Copy every line of the records below, requests included, and shift each coordinate in the answers by adding 93 to it. Keep the numbers in the requests and their format samples as they are.

# start of RECORDS SHOWN

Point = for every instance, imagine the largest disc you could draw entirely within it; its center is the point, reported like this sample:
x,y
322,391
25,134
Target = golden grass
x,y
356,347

# end of RECORDS SHOWN

ANSWER IN FULL:
Point = for every instance, imagine the largest disc you could draw entirely within it; its center is the point, reported like this sample:
x,y
322,391
25,134
Target = golden grass
x,y
449,440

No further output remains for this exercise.